- **Given request**
Identify every line in the entries below that contains the word "metal", and copy each such line. Matching is case-sensitive.

- **Collected data**
◆ ◆ ◆ ◆

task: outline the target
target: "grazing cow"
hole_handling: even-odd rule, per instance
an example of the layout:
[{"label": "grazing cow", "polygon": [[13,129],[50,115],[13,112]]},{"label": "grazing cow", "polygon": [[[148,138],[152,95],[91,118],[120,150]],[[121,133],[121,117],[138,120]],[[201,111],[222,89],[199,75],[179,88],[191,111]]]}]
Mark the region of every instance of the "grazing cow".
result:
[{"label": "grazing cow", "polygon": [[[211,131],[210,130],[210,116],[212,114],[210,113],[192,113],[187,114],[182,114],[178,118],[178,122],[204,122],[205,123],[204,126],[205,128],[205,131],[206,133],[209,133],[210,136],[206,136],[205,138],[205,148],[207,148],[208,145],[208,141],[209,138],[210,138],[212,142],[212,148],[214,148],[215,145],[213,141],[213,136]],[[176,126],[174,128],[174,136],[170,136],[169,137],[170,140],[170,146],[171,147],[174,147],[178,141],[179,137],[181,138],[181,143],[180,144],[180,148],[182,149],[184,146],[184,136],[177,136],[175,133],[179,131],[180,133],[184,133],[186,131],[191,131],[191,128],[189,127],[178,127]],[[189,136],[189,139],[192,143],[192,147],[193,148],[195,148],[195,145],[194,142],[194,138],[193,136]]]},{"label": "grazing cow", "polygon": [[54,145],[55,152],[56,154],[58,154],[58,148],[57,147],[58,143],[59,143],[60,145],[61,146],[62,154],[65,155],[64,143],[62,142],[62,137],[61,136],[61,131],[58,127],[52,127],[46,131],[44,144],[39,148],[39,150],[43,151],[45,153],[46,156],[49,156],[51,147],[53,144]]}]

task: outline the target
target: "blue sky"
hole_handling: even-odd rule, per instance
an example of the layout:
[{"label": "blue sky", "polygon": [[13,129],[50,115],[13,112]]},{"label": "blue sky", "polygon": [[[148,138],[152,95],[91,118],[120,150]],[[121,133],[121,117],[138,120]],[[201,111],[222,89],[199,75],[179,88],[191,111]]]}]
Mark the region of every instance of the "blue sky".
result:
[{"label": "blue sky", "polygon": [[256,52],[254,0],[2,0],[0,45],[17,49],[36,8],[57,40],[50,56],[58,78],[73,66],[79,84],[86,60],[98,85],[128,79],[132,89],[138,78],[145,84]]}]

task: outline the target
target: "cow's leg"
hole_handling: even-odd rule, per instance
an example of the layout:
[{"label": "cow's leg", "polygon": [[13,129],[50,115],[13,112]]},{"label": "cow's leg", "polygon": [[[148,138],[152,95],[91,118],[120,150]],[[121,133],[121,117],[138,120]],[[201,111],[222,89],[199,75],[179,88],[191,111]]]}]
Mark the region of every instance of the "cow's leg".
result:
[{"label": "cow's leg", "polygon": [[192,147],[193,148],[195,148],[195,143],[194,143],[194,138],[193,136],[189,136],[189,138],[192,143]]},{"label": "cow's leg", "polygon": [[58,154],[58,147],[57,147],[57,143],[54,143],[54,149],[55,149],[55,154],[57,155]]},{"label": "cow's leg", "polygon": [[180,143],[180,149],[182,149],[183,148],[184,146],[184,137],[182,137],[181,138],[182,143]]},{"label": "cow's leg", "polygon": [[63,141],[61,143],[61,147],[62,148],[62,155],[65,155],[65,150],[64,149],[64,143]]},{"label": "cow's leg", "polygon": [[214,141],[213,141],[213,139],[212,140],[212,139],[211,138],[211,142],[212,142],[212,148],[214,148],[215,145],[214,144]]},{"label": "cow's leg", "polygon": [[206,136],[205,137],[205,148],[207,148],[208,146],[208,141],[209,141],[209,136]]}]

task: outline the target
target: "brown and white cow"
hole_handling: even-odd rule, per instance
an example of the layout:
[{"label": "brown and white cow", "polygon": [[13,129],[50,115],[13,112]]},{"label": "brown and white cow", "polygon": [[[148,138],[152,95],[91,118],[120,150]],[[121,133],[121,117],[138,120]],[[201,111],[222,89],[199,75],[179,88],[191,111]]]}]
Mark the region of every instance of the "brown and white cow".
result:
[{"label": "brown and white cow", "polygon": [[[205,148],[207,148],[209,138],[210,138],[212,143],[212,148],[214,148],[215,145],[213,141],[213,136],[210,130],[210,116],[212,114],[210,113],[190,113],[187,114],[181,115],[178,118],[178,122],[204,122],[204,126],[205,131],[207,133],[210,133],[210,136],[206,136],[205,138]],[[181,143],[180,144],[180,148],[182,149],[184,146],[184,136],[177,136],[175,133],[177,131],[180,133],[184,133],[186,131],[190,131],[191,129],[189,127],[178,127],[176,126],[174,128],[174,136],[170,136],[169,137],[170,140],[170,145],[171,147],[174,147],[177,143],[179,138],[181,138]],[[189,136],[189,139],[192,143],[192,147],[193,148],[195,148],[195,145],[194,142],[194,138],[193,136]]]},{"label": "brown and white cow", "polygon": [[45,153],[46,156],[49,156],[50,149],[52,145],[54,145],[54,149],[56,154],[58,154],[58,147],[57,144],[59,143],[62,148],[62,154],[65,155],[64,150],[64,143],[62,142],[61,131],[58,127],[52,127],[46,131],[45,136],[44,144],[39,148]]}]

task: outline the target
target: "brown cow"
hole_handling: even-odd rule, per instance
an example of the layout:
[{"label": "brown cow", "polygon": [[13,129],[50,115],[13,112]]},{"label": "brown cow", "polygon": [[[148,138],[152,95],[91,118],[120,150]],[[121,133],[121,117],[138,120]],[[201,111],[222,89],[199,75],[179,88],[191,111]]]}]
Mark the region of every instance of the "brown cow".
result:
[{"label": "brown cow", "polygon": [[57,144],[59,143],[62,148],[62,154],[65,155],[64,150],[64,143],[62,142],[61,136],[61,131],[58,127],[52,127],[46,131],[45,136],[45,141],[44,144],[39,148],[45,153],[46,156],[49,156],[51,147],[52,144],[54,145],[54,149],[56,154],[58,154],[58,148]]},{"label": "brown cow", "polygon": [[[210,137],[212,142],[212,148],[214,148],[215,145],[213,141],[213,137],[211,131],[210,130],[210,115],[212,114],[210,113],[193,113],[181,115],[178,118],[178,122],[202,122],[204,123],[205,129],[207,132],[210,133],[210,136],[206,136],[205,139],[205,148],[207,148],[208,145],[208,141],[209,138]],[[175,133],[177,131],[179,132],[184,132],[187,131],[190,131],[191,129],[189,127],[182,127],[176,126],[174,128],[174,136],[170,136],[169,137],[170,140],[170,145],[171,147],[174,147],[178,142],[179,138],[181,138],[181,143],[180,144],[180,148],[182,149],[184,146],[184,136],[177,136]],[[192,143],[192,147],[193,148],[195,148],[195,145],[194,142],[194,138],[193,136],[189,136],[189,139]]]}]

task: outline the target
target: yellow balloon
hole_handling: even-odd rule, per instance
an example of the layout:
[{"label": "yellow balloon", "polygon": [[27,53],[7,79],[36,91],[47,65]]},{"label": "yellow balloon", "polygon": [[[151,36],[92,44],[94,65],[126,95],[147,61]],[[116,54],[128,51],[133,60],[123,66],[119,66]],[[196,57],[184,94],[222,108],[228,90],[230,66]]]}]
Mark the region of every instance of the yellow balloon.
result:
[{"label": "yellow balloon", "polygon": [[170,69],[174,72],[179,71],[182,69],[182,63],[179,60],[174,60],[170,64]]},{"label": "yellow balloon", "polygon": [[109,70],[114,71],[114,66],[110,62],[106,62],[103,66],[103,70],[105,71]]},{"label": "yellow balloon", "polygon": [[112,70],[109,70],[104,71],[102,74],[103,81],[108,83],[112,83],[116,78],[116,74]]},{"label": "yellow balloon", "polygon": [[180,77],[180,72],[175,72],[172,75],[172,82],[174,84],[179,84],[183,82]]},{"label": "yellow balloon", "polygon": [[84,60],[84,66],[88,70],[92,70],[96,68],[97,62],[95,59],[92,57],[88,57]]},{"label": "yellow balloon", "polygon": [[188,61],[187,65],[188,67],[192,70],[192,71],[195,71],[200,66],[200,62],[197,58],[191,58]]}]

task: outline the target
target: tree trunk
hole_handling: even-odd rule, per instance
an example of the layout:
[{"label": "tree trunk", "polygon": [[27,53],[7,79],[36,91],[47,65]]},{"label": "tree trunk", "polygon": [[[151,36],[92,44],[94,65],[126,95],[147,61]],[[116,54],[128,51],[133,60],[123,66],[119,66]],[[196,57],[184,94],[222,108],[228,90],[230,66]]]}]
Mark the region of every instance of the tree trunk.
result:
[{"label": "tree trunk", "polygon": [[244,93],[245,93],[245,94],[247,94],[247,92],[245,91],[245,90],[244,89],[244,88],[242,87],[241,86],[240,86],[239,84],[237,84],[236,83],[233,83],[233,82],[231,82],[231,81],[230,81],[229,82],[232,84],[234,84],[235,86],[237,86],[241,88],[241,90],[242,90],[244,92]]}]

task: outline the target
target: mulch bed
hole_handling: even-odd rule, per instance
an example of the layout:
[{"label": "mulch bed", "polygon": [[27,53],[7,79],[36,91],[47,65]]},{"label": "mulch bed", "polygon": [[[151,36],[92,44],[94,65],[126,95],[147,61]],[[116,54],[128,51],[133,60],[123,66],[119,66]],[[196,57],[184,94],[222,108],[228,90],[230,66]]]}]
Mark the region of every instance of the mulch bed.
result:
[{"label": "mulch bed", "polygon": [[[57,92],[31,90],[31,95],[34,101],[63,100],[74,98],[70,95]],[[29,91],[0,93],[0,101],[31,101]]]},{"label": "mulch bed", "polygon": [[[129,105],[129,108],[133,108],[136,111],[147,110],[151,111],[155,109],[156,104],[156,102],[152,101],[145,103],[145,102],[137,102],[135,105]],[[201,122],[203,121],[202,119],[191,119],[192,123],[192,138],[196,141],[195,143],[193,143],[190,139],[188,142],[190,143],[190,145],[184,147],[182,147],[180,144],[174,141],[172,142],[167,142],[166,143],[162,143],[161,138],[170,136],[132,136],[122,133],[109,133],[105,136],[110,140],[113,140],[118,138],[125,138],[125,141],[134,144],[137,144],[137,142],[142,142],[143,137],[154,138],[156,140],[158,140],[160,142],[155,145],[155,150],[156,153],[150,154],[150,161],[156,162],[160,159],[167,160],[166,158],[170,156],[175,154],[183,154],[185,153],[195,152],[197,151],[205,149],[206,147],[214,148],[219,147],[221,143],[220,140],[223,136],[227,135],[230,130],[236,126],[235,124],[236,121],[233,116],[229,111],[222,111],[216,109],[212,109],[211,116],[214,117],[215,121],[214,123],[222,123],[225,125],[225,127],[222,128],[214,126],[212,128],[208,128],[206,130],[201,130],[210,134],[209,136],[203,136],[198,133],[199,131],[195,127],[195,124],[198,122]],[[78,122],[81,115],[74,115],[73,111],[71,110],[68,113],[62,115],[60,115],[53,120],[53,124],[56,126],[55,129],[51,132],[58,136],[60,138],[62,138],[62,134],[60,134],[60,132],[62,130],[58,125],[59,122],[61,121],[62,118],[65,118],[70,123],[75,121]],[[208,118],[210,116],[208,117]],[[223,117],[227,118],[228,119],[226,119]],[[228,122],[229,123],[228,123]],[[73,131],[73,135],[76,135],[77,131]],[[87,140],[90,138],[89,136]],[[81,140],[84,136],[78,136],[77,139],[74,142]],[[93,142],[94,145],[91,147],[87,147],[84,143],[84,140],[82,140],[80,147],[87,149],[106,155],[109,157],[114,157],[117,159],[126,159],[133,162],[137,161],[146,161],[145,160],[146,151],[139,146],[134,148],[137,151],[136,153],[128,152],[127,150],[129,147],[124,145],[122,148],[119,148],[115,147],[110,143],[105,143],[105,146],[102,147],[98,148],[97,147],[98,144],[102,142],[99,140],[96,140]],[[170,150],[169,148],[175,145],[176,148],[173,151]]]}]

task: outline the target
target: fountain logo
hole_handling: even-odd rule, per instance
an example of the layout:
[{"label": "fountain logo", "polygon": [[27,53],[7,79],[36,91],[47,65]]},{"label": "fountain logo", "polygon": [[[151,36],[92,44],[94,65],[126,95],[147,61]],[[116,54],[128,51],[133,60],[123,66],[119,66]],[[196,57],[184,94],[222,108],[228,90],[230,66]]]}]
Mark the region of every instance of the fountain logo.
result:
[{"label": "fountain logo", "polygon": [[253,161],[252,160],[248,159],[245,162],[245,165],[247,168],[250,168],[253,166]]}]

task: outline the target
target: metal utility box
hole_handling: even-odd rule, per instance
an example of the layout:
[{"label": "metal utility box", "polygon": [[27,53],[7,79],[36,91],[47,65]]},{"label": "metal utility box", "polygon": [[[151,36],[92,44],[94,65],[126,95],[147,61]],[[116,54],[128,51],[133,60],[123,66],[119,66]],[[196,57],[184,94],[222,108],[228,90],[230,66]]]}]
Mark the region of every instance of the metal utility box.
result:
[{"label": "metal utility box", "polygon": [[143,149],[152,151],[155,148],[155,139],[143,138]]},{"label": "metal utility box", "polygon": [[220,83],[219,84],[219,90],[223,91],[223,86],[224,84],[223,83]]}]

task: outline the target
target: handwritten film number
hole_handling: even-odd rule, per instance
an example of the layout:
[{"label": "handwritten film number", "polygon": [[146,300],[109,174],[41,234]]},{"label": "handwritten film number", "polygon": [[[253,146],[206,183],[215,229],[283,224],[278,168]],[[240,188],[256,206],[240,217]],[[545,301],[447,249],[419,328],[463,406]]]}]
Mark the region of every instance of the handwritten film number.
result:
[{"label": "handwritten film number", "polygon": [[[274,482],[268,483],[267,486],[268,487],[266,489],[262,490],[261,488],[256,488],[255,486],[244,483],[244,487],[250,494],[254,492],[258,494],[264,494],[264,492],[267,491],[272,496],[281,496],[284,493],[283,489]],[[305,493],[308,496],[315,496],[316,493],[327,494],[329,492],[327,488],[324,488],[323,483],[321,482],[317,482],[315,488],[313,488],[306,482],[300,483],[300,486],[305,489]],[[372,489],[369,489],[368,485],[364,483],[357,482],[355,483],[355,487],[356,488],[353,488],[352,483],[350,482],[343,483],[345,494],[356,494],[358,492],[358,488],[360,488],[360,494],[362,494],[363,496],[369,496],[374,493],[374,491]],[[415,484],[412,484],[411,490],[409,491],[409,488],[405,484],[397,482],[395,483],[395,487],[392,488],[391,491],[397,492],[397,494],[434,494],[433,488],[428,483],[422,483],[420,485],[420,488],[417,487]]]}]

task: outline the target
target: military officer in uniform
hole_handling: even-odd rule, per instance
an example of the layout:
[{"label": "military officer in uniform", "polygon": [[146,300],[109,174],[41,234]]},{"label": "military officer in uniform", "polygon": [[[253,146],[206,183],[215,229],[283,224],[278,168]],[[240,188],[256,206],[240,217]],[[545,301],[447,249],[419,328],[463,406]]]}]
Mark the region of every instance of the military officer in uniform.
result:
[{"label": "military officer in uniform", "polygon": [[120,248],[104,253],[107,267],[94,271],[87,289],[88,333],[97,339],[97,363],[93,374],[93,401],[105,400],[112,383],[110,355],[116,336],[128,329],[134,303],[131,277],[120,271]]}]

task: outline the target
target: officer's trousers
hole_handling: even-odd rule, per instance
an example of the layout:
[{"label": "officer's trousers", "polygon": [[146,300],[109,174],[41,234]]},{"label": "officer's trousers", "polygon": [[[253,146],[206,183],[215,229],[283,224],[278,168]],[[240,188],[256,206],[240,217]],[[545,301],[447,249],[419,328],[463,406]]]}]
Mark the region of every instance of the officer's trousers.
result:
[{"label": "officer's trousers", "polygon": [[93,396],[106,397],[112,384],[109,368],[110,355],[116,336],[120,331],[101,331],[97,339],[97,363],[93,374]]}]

◆ ◆ ◆ ◆

- **Full solution**
target: metal utility box
[{"label": "metal utility box", "polygon": [[27,53],[7,79],[36,91],[47,65]]},{"label": "metal utility box", "polygon": [[[151,36],[92,44],[94,65],[126,95],[147,61]],[[116,54],[128,51],[133,60],[123,66],[119,66]],[[196,57],[184,94],[222,108],[228,90],[230,66]]]}]
Mark the region of every instance of the metal utility box.
[{"label": "metal utility box", "polygon": [[143,149],[152,151],[155,148],[155,139],[143,138]]},{"label": "metal utility box", "polygon": [[220,83],[219,84],[219,90],[223,91],[223,86],[224,84],[223,83]]}]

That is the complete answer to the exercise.